Could you repeat, word for word, every line from the one containing "Every instance of the white building" through the final line of the records below, and nothing else?

Start RECORDS SHOWN

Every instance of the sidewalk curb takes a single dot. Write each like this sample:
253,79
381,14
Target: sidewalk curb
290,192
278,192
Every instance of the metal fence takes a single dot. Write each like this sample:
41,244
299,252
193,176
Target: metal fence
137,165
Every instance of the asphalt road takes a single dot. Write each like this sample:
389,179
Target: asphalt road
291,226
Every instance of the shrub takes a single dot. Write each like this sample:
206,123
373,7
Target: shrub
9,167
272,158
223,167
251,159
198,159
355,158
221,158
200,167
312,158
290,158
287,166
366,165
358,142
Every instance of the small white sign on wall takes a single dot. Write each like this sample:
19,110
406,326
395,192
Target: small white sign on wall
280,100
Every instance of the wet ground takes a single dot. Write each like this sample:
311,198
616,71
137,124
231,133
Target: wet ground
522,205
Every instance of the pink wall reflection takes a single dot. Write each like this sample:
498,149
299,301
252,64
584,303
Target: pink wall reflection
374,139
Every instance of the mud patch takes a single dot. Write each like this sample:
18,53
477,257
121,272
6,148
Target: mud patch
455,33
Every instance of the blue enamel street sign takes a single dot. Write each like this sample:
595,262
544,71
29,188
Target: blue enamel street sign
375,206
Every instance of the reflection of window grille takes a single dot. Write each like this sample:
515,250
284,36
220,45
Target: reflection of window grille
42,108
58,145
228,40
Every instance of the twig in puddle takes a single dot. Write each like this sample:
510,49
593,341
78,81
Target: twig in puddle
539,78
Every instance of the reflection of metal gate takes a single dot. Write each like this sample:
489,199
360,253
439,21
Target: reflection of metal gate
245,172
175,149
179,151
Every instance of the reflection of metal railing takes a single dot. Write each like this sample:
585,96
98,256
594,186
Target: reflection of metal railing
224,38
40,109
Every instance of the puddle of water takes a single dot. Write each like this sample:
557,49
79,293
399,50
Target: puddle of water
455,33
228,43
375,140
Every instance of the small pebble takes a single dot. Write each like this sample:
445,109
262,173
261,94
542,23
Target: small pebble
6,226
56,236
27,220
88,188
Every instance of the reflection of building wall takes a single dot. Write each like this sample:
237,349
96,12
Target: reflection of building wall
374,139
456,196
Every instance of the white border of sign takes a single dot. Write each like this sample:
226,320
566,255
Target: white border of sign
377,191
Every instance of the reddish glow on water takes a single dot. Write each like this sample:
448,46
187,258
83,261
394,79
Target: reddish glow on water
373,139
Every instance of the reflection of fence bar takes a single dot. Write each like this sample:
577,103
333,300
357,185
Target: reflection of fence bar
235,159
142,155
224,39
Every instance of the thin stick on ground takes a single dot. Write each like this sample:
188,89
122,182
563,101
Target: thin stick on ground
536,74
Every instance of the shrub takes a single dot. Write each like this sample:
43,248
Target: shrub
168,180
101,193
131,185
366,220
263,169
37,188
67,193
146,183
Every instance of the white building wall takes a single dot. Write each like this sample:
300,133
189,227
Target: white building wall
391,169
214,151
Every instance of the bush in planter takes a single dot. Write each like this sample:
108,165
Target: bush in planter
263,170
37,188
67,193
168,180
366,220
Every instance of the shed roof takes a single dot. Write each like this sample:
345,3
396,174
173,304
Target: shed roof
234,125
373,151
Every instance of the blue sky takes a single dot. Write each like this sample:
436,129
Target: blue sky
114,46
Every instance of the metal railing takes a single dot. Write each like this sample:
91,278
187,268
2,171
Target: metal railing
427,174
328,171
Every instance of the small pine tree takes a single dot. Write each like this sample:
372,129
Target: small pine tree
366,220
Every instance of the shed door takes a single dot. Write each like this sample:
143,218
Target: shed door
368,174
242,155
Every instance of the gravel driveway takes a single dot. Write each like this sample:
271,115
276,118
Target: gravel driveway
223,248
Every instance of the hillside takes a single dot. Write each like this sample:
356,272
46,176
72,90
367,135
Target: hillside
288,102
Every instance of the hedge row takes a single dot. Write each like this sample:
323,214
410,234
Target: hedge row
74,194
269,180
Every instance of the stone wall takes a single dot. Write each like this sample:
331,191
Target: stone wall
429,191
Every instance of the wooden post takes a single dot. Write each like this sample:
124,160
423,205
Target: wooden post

End RECORDS SHOWN

● **PROBLEM SOLUTION**:
Every instance of the white building wall takes a single dot. Write each like this sample:
300,133
189,227
Target: white building wall
391,169
214,151
Every instance of the bush in planter takes a single dot. Write each like this sample:
108,165
Target: bush in planter
263,170
37,188
67,193
168,180
366,220
Every instance of the shed roof takes a single dot. Write each like this sample:
345,3
396,174
173,304
Target: shed roof
234,125
373,151
Every instance of the blue sky takes a single dot. Write each like this sample:
436,129
Target: blue sky
114,46
Every instance of the metal railing takes a single dot. Write each like this sample:
91,278
187,268
2,171
Target: metal railing
427,174
328,171
Every instance of the small pine tree takes a single dot. Write each like this sample:
372,129
Target: small pine tree
366,220
Every instance of the shed door takes a single dot. Write each like this sample:
143,218
Target: shed door
368,174
242,155
Every instance of the gravel driveway takes a single dot. Write each like this sample:
271,115
276,118
Target: gravel driveway
223,248
Every instance of the hillside takes a single dot. Write each like this sample:
356,272
46,176
72,90
367,135
Target: hillside
288,102
Every instance of the hedge row takes a single dot. Write each like this sample:
323,214
410,234
Target: hedge row
74,194
269,180
Every instance of the stone wall takes a single dot. Write each like this sample:
331,191
Target: stone wall
429,191
Every instance of the wooden post takes a single dot. Write each like this sample:
124,160
423,205
Target: wooden post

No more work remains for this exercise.